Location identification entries
══════════════════════════════

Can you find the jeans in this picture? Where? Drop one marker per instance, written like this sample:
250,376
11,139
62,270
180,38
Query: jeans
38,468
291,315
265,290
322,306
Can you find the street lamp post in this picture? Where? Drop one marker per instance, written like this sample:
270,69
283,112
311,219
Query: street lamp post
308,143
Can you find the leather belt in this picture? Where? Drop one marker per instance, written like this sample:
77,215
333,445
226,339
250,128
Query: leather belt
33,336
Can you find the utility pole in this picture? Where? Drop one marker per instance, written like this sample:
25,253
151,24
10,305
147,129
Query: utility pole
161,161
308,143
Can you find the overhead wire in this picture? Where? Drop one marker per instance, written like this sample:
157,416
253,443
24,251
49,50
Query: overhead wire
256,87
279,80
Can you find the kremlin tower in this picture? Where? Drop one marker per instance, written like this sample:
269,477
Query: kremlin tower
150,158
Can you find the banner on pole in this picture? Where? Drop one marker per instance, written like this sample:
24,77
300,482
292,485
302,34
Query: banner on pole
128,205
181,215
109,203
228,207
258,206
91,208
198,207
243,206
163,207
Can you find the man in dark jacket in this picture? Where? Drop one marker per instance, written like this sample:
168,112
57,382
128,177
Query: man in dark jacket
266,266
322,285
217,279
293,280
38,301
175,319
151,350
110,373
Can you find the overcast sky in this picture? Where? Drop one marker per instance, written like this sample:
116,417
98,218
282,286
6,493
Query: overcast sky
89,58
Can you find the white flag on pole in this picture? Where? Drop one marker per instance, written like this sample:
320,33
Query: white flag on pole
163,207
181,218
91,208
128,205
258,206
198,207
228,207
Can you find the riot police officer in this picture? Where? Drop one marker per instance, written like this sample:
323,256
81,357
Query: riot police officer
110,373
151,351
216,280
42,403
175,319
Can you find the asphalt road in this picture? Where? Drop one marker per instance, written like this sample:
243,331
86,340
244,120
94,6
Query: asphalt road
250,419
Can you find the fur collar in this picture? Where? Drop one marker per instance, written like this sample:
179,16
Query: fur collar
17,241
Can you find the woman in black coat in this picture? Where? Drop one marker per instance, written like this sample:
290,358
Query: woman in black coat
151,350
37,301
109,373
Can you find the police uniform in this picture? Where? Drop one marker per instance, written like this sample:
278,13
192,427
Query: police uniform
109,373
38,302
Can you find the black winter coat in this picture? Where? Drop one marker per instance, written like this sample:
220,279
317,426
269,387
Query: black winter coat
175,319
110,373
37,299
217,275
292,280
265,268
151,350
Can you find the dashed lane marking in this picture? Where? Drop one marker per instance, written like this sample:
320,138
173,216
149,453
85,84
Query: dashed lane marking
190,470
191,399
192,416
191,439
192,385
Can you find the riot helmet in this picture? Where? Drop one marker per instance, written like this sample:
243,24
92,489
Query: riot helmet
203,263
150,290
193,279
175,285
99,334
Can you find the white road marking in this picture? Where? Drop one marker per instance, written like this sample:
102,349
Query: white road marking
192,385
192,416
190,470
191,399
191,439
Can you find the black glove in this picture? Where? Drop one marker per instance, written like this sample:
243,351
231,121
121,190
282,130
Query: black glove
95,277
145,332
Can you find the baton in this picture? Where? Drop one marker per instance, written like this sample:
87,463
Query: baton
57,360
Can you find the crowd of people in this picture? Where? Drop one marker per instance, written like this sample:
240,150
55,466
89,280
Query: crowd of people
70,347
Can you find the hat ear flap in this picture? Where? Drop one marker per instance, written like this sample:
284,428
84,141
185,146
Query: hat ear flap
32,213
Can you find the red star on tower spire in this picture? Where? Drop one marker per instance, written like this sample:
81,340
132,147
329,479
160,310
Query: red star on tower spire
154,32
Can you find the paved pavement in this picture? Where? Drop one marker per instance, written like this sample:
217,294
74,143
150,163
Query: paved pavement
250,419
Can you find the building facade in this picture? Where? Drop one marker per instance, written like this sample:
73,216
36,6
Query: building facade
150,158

══════════════════════════════

_YOUR INSTRUCTIONS_. Repeat word for word the lines above, from the one containing "Can you find the paved" through the final line.

_ANSWER IN FULL_.
Can you find the paved pavement in this picture? Where? Drop one marker per instance, written like this sample:
217,294
74,143
150,163
Query: paved pavement
250,419
Can you find the building facade in this picture? Where? Drop one marker per instance, written like this sample:
73,216
36,6
Query: building facade
150,158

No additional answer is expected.